* [Quoted text]
+===+

Random Thoughts About College Tuition, Student Loans, and Return on Investment

The history of federal and state involvement in subsidizing the cost of higher education has filled books. From the federal perspective, Congress opted to support the students’ cost of college attendance through student loans versus grants beginning in the 1950’s. The need-based Basic Educational Opportunity Grant (now known as a Pell Grant) was initiated for the 1973-1974 academic year. Although it covered a higher percentage of average tuition in 1973-1974 than it does now, it was never intended to replace federal loan programs.

Over the years following authorization of the Higher Education Act in 1965, Congress has mainly created and enhanced student loan programs rather than student grant programs. When college tuition began its inflationary trend in the early 1980’s, Congress added loan programs like the ParentPLUS and GradPLUS programs. It can be argued that the primary beneficiaries of these programs were colleges and universities and not students and their families.

Fast forward to the last decade and a half. The Obama Administration opted to redefine “gainful employment” by analyzing the abilities of for-profit and some community college degree program and certificate graduates to repay their student loans. Claiming that they had no ability to address “gainful employment” to include traditional non-profit institutions, the Obama Administration developed the College Scorecard to shed more transparency on earnings of graduates of four-year degrees at institutions who borrowed federal loans compared to the median loan balances for graduates of those degree programs. The Scorecard does not include data from students who do not borrow because Congress has not allowed the Department of Education to collect and publish student data on all students.

+===+

* [Listed records]

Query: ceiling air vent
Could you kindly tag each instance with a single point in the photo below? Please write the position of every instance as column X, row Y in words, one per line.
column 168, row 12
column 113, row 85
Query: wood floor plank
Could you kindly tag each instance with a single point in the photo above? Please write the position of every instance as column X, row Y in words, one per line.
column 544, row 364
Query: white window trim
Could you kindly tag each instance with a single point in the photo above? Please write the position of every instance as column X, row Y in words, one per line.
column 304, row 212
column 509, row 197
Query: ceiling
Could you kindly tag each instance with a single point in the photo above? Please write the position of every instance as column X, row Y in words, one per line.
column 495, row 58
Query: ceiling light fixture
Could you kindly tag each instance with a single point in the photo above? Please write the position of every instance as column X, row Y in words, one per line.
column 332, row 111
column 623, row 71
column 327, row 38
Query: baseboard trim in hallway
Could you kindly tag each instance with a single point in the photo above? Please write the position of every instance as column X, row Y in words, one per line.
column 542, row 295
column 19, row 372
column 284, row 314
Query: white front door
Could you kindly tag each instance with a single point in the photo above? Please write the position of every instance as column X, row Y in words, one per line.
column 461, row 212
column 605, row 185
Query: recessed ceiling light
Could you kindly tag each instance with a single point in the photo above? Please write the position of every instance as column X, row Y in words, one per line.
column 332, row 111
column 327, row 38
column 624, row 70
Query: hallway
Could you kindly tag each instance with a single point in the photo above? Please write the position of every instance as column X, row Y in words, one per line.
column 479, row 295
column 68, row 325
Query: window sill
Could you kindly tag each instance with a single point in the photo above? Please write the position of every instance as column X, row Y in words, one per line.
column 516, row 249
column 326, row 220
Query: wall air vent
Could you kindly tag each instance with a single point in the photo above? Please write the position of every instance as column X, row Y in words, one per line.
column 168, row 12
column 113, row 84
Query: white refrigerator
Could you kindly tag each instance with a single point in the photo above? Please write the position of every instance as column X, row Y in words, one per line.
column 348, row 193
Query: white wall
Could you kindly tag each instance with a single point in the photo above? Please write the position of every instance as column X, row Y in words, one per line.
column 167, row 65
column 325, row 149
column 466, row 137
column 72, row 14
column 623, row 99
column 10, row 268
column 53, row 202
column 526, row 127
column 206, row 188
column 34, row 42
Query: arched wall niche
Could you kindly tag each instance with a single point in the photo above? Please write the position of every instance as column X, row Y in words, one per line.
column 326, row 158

+===+

* [Given problem 1]
Answer these questions about the text on college tuition and student loans:
(a) For which academic year was the Basic Educational Opportunity Grant first offered?
(b) Which loan programs did Congress add when tuition began rising in the early 1980s?
(c) Why does the College Scorecard leave out data on students who do not borrow?
* [Given problem 2] Write the next part of the text on college tuition and student loans, picking up after its final sentence.
The rows are not needed for this work.

* [Exercise response 1]
(a) The 1973-1974 academic year.
(b) The ParentPLUS and GradPLUS programs.
(c) Congress has not allowed the Department of Education to collect and publish student data on all students.

* [Exercise response 2]
The College Scorecard provides previously unpublished earnings and borrowings data available to researchers and the public. Georgetown University’s Center on Education and the Workforce published the first College ROI calculations in 2019. In 2021, the Wall Street Journal published a series of articles about debt incurred by graduate students. Both products utilized College Scorecard data. There have been other initiatives as well.

Following up on his campaign promise, President Biden forgave billions of dollars of student loans through the Borrower Defense program and has proposed forgiving nearly half a trillion dollars more. The latter recommendation is awaiting a Supreme Court decision on its legality.

In addition to proposing student loan forgiveness, the Biden Administration has also proposed changing the payment terms for income-driven repayment plans that would reduce minimally required payments and increase the percentage of student loans forgiven under those plans after 20 years.

As of this writing, the Congressional reauthorization of the Higher Education Act has not occurred since 2008 thanks to either controlling party’s inability to build a consensus. Regulatory rulemaking has occurred through the Department, and most of that has occurred during Democrat administrations. A total overhaul of the federal financial aid system is unlikely unless Congress initiates it. The federal government continues to provide hundreds of billions of dollars of new student loans each year, and those loan programs continue to enable colleges and universities to charge more than what would be expected in a normal knowledge economy.

Given the current higher education background scenario, I thought “what would I do if I were King for a day and could change the system?” Here are a few of my ideas. As always, I would enjoy hearing yours.

Step 1: Separate the proposed solutions for previously issued student loans from student loans going forward. Prioritize the solutions for student loans going forward.

Step 2: Separate proposed solutions for undergraduate degree and certificate loan programs from graduate degree and certificate programs. Prioritize the solutions for undergraduate degree and certificate programs.

Step 3: Phase out ParentPLUS and GradPLUS loans over three years. Do not replace them. These programs subsidize institutions at the expense of students and their parents.

Step 4: Publish earnings and debt information for graduates of all programs and all students at all Federal Student Aid participating institutions.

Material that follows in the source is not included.